Goal 1:
Answer these questions about the diff of lws-ring.h:
(a) How many deletions does the diff report?
(b) Under which license, and which version of it, is the library offered?
(c) What years does the copyright notice cover?
Goal 2: Continue the diff of lws-ring.h from its last line.

1 files changed, 0 insertions, 305 deletions

diff --git a/thirdparty/libwebsockets/include/libwebsockets/lws-ring.h b/thirdparty/libwebsockets/include/libwebsockets/lws-ring.h
deleted file mode 100644
index 9a5ec2e10b..0000000000
--- a/thirdparty/libwebsockets/include/libwebsockets/lws-ring.h
+++ /dev/null
@@ -1,305 +0,0 @@
-/*
- * libwebsockets - small server side websockets and web server implementation
- *
- * Copyright (C) 2010-2018 Andy Green <andy@warmcat.com>
- *
- *  This library is free software; you can redistribute it and/or
- *  modify it under the terms of the GNU Lesser General Public
- *  License as published by the Free Software Foundation:
- *  version 2.1 of the License.

Data shown:
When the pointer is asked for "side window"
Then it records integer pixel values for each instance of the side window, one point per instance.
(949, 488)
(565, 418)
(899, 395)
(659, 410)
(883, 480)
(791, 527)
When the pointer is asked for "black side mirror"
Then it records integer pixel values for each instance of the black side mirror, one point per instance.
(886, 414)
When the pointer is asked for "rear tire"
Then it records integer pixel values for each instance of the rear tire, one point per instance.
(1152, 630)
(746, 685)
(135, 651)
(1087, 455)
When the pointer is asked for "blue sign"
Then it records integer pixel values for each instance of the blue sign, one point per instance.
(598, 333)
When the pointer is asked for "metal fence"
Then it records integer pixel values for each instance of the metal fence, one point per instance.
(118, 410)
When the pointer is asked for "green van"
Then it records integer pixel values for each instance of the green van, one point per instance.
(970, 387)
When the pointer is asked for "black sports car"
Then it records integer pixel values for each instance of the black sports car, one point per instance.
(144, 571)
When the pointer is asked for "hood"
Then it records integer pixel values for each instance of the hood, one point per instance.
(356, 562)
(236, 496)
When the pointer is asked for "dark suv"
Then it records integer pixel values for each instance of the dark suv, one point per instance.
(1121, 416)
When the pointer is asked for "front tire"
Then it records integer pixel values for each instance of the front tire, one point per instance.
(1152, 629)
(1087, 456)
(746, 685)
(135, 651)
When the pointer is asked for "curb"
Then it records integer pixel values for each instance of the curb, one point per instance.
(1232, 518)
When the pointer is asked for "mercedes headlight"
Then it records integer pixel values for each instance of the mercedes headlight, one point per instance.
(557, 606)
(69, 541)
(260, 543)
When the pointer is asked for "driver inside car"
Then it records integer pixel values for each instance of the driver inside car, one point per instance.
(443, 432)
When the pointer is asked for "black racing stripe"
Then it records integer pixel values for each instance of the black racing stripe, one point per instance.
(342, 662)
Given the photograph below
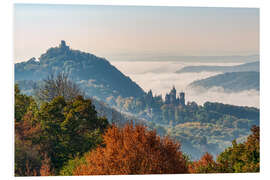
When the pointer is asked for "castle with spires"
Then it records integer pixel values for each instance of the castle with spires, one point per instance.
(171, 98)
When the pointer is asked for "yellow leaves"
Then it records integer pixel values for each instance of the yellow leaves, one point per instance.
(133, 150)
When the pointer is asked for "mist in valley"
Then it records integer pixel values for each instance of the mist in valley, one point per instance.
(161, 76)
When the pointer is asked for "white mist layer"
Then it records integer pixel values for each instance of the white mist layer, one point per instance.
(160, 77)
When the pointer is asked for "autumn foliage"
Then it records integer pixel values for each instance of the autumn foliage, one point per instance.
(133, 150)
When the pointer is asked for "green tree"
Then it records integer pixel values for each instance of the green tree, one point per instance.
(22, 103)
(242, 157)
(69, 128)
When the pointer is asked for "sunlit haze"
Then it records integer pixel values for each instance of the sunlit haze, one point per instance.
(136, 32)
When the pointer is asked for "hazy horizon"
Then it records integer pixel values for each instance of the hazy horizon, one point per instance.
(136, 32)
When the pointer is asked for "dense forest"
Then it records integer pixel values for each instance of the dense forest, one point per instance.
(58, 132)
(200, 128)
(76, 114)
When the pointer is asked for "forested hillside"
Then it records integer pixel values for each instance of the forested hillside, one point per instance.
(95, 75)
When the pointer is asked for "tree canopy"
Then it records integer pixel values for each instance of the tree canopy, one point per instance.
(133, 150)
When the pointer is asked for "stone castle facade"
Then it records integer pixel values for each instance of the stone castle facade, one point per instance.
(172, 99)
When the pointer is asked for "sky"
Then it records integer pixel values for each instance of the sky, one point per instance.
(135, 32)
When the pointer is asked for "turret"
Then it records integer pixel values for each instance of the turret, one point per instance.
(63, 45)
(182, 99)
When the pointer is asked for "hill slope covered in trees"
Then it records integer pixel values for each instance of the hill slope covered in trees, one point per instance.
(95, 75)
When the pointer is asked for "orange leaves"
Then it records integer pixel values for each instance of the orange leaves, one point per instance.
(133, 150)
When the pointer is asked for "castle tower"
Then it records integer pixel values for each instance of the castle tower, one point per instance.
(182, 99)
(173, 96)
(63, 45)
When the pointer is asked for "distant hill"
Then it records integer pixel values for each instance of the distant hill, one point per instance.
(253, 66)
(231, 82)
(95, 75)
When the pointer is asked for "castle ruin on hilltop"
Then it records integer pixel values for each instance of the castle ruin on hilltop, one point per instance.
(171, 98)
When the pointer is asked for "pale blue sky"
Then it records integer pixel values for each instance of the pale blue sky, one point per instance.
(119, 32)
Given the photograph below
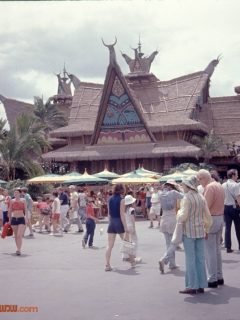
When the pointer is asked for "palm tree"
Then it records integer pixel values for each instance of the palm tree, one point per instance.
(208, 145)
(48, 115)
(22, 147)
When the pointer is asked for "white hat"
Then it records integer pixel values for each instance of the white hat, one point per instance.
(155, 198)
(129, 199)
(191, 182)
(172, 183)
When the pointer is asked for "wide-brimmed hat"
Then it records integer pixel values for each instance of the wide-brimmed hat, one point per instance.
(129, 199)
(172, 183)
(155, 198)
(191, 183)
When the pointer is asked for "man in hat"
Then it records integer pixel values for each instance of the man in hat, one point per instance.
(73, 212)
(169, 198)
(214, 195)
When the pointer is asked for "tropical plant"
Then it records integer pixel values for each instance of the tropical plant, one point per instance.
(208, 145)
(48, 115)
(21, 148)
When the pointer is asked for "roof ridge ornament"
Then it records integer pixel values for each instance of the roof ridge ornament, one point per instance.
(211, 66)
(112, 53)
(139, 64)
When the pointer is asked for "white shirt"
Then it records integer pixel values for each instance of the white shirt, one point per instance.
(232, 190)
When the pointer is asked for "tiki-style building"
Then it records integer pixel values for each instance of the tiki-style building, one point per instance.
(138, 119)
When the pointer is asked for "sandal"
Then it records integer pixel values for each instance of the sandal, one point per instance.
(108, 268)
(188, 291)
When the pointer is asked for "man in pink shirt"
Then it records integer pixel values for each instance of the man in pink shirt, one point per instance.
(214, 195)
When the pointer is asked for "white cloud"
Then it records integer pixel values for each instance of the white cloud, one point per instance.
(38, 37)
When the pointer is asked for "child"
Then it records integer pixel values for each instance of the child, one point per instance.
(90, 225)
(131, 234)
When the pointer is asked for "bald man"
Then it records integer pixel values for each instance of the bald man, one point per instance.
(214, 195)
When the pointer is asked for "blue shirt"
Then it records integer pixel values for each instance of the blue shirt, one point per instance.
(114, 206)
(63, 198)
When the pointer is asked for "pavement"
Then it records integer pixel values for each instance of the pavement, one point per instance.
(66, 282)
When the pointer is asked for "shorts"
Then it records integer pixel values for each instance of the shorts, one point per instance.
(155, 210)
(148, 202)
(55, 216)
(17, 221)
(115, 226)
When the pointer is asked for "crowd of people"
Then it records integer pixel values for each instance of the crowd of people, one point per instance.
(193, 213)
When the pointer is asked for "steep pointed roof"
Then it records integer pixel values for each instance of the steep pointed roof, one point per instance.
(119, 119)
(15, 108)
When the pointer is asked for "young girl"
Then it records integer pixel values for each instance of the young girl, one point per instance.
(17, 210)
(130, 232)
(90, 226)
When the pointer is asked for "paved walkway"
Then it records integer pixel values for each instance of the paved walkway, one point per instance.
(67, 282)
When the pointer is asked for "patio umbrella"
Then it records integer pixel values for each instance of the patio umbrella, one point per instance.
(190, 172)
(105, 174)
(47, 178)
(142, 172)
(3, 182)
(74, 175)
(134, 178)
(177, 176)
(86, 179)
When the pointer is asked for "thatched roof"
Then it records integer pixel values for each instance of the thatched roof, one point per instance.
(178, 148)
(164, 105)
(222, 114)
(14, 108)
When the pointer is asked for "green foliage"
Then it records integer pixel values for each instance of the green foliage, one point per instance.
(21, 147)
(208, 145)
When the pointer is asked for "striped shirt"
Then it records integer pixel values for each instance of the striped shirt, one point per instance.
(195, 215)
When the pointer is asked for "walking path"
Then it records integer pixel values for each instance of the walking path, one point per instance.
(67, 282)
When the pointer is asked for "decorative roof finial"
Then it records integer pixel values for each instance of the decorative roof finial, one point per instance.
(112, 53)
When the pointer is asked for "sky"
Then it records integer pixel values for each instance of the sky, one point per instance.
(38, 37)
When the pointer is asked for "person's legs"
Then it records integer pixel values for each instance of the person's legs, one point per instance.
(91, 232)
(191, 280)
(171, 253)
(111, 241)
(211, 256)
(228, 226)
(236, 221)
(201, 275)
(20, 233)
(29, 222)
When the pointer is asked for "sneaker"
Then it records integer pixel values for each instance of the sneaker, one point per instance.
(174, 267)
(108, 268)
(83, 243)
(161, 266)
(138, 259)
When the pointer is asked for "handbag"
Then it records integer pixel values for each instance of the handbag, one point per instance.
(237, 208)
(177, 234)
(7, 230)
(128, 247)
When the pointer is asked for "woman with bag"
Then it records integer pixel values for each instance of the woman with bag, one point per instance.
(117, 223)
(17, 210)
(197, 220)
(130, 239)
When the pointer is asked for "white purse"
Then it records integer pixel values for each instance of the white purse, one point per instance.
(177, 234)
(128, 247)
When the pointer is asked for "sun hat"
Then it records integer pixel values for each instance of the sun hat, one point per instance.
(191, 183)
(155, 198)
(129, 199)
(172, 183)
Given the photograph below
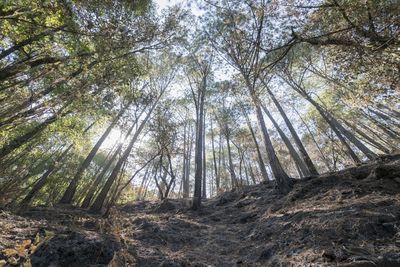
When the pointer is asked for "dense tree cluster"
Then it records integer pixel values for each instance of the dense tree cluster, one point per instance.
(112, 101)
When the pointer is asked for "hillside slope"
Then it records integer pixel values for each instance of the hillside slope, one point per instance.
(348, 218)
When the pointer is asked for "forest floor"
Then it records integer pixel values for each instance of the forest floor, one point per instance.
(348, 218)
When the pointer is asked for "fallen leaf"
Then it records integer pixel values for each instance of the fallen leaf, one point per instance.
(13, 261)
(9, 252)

Reply 1:
(a) 305
(b) The GNU Lesser General Public License, version 2.1
(c) 2010-2018

Reply 2:
- *
- *  This library is distributed in the hope that it will be useful,
- *  but WITHOUT ANY WARRANTY; without even the implied warranty of
- *  MERCHANTABILITY or FITNESS FOR A PARTICULAR PURPOSE.  See the GNU
- *  Lesser General Public License for more details.
- *
- *  You should have received a copy of the GNU Lesser General Public
- *  License along with this library; if not, write to the Free Software
- *  Foundation, Inc., 51 Franklin Street, Fifth Floor, Boston,
- *  MA  02110-1301  USA
- *
- * included from libwebsockets.h
- */
-
-/** \defgroup lws_ring LWS Ringbuffer APIs
- * ##lws_ring: generic ringbuffer struct
- *
- * Provides an abstract ringbuffer api supporting one head and one or an
- * unlimited number of tails.
- *
- * All of the members are opaque and manipulated by lws_ring_...() apis.
- *
- * The lws_ring and its buffer is allocated at runtime on the heap, using
- *
- *  - lws_ring_create()
- *  - lws_ring_destroy()
- *
- * It may contain any type, the size of the "element" stored in the ring
- * buffer and the number of elements is given at creation time.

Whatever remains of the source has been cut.